Exercise data below:
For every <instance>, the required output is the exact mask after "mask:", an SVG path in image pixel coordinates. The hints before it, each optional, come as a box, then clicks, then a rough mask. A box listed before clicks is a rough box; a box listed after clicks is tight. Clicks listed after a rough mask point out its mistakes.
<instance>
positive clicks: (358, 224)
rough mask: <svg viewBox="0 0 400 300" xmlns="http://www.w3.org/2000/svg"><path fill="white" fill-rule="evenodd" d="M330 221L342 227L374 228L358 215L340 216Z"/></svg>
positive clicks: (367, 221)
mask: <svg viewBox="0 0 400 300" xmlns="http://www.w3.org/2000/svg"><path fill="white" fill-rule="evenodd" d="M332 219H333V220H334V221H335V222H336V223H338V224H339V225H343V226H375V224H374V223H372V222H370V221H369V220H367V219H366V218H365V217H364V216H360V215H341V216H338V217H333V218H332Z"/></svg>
End of Exercise data.
## Work to be completed
Begin with the line that contains "positive clicks: (358, 224)" and end with the last line of the material above. Set down that range exactly.

## Your response
positive clicks: (358, 224)
rough mask: <svg viewBox="0 0 400 300" xmlns="http://www.w3.org/2000/svg"><path fill="white" fill-rule="evenodd" d="M330 221L342 227L374 228L358 215L340 216Z"/></svg>
positive clicks: (367, 221)
mask: <svg viewBox="0 0 400 300" xmlns="http://www.w3.org/2000/svg"><path fill="white" fill-rule="evenodd" d="M332 219H333V220H334V221H335V222H336V223H338V224H339V225H343V226H375V224H374V223H372V222H370V221H369V220H367V219H366V218H365V217H364V216H360V215H341V216H338V217H333V218H332Z"/></svg>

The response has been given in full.